Where the data below shows a picture, leave that picture out and copy the rest exactly.

[Provided material — start]

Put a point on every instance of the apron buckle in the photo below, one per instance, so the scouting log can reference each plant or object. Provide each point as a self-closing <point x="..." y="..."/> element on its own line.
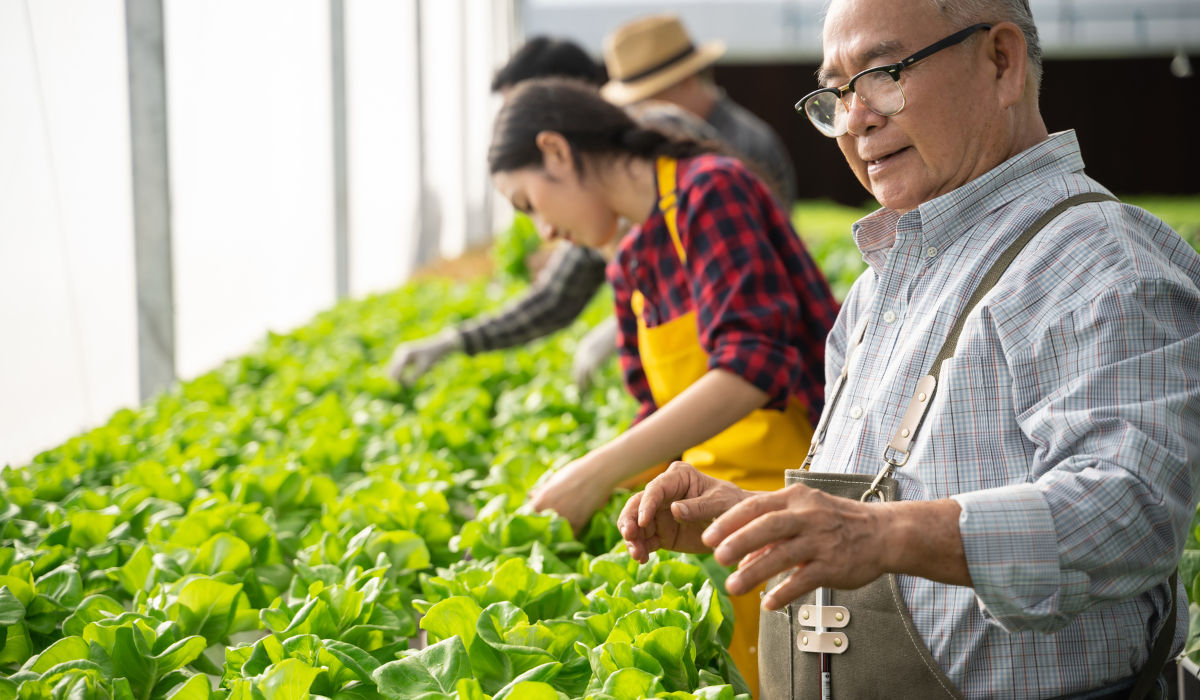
<point x="825" y="616"/>
<point x="823" y="642"/>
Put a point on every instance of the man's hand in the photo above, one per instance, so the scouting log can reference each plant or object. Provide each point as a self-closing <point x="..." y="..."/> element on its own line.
<point x="673" y="512"/>
<point x="412" y="359"/>
<point x="834" y="543"/>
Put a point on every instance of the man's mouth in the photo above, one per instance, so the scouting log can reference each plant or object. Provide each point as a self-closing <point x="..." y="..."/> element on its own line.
<point x="886" y="157"/>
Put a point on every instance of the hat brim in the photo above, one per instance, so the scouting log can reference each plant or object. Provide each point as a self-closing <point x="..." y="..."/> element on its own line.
<point x="621" y="93"/>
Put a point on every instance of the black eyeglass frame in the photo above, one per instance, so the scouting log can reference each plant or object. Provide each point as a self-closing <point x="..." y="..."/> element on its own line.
<point x="893" y="70"/>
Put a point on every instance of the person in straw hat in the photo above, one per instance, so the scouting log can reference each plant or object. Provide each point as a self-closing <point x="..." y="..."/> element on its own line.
<point x="653" y="58"/>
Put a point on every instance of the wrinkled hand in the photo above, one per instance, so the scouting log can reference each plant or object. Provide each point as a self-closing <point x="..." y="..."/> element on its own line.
<point x="673" y="512"/>
<point x="831" y="542"/>
<point x="412" y="359"/>
<point x="574" y="492"/>
<point x="594" y="348"/>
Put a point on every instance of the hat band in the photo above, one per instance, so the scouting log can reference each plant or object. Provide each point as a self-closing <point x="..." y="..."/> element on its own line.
<point x="665" y="64"/>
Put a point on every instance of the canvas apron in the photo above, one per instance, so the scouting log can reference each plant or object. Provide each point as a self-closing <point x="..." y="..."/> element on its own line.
<point x="871" y="646"/>
<point x="753" y="453"/>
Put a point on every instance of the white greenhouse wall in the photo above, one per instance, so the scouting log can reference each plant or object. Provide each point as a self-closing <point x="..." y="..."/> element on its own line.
<point x="251" y="168"/>
<point x="384" y="174"/>
<point x="67" y="289"/>
<point x="250" y="124"/>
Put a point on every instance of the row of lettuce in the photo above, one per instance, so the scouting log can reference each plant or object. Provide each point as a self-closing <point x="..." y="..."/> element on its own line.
<point x="295" y="525"/>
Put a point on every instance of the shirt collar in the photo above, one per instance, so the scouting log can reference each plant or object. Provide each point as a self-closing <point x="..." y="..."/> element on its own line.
<point x="940" y="221"/>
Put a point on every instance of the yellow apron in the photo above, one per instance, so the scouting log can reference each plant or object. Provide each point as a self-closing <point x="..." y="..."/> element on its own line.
<point x="753" y="453"/>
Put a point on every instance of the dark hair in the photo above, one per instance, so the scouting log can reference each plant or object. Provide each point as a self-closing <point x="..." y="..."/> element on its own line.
<point x="544" y="57"/>
<point x="589" y="123"/>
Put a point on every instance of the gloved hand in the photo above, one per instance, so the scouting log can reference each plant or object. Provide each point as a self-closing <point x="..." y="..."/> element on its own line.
<point x="594" y="348"/>
<point x="412" y="359"/>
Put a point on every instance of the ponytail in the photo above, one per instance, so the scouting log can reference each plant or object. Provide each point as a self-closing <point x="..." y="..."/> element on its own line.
<point x="589" y="124"/>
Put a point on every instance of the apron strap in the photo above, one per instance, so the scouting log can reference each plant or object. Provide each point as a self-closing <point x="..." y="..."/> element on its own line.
<point x="928" y="386"/>
<point x="669" y="203"/>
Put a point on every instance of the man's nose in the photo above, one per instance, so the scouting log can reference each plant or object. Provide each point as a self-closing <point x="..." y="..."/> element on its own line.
<point x="861" y="119"/>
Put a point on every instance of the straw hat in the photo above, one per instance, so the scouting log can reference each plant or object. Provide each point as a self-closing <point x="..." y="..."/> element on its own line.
<point x="651" y="54"/>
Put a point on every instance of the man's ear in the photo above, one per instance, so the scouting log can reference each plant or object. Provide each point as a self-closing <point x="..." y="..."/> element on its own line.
<point x="1007" y="53"/>
<point x="556" y="153"/>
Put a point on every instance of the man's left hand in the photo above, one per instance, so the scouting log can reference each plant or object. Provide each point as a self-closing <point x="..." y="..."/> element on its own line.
<point x="834" y="543"/>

[Provided material — finish]

Output for this exercise:
Put a point on every instance of the apron buckle in the photo below, one per instance, so the scouting log can reference each plant or object. Provide each point as a self-closing <point x="..." y="..."/> element on its own line.
<point x="825" y="616"/>
<point x="823" y="642"/>
Put a point on every instance of the man's hand in the photo above, one per instance, so the scouting log can reference each plant or object. Provide each point as a self-closing <point x="..." y="..."/> element on its own line.
<point x="673" y="512"/>
<point x="412" y="359"/>
<point x="834" y="543"/>
Put a point on every instance of the man's mouth in the photo above, one per instance, so the scouting log can reference each plant or object. Provide each point as a self-closing <point x="..." y="..."/> element on its own line.
<point x="886" y="157"/>
Put a point on every instance of the hat brim in the photo above, one per instance, so the scouting log can reference each plant or object. Provide each point as a self-closing <point x="..." y="..."/> element on its own line.
<point x="621" y="93"/>
Put a point on every instance of the black eyeglass frame in the photo above, one per instance, so the scouting log can reference each plant or object. Provide each point as a self-closing <point x="..." y="..."/> element on its own line.
<point x="893" y="70"/>
Put a point on every instance of the person in straw hat in the photo above, one per instance, so the scouting log can reference each plant or object. Provide each point as a self-closing <point x="..." y="..."/> element on its own line.
<point x="653" y="58"/>
Put a point on every instance of the wrinkled hand in the photo above, one per instance, so the scouting log can reference each plant or object. Provide each point as a self-closing <point x="..." y="..."/> element on its own line.
<point x="673" y="512"/>
<point x="831" y="542"/>
<point x="412" y="359"/>
<point x="574" y="492"/>
<point x="594" y="348"/>
Put a point on every instance of the hat band in the photo above, one per instance, so the scouting log can reference each plant or object. Provide each point as a self-closing <point x="..." y="..."/> element on its own line.
<point x="665" y="64"/>
Put a point on every instance of the canvas apron in the photo above, one per instance, so the scouting log can reference each plant or object. Provide each point as a self-closing <point x="..." y="..."/> element on its own line.
<point x="871" y="646"/>
<point x="753" y="453"/>
Put a point on every instance of the white greenhouse wall in the photo above, one per instance, so the scouting log can reference each plant or object. Provide each point as a self-closing <point x="..." y="..."/> element on its own line.
<point x="251" y="168"/>
<point x="384" y="174"/>
<point x="67" y="289"/>
<point x="250" y="124"/>
Put a point on every instance of the row of lettuce in the photo above, one per instance, so the scouting log can reference each plant or object. Provide each point as a self-closing <point x="..." y="..."/> element on its own line.
<point x="295" y="525"/>
Put a point on every instance of the shirt collar in the photo above, one per instance, so the scouting log can reference each plant or object. Provide each point as a self-closing <point x="..." y="..."/> element on its own line.
<point x="940" y="221"/>
Put a point on every instance of the yellow apron in the photo above, one per instance, so the scouting log can reference each plant or object. Provide each point as a self-closing <point x="..." y="..."/> element on its own line.
<point x="753" y="453"/>
Put a point on every instance of the dark hair in the photo above, one per instance, so the scouting log can reference each plant or object. Provide each point as a self-closing <point x="..." y="..."/> element on its own line.
<point x="544" y="57"/>
<point x="589" y="123"/>
Put a point on every instance of the gloved hand in the photo above, one per instance, so the scouting log can reference each plant or object. Provide each point as a self-closing <point x="..." y="..."/> element on its own line.
<point x="594" y="348"/>
<point x="412" y="359"/>
Put a point on every instance of the ponytail in the photo above, one per instance, so the scouting log can reference each plant or object. Provide each point as a self-closing <point x="..." y="..."/> element on its own line.
<point x="589" y="124"/>
Put a point on every instance of the apron strap in the photo above, one per instance, so the scouting log can reference each plant or object. Provide each point as a self-closing <point x="..." y="..."/> element on its own line.
<point x="928" y="386"/>
<point x="669" y="203"/>
Put a point on every instance of the man's nose in the photo above, one per instance, so the scouting log can reference each plant or object. Provide each point as a self-closing <point x="..." y="..."/> element on its own line.
<point x="861" y="119"/>
Put a point on every instance of the straw hat in the photo above, one per instance, so the scouting log can reference each plant or object. Provide each point as a self-closing <point x="..." y="..."/> element on its own line.
<point x="651" y="54"/>
Put a point on every instance of the man's ear in the photo above, one per instance, so the scouting log can reference each plant or object. Provide each point as a self-closing <point x="..." y="..."/> element on its own line.
<point x="1007" y="53"/>
<point x="556" y="153"/>
Put a point on every instance of the man's left hand in the photo above, one per instance, so the scouting log can reference each plant or object. Provide each point as a self-closing <point x="..." y="..."/> element on its own line.
<point x="834" y="543"/>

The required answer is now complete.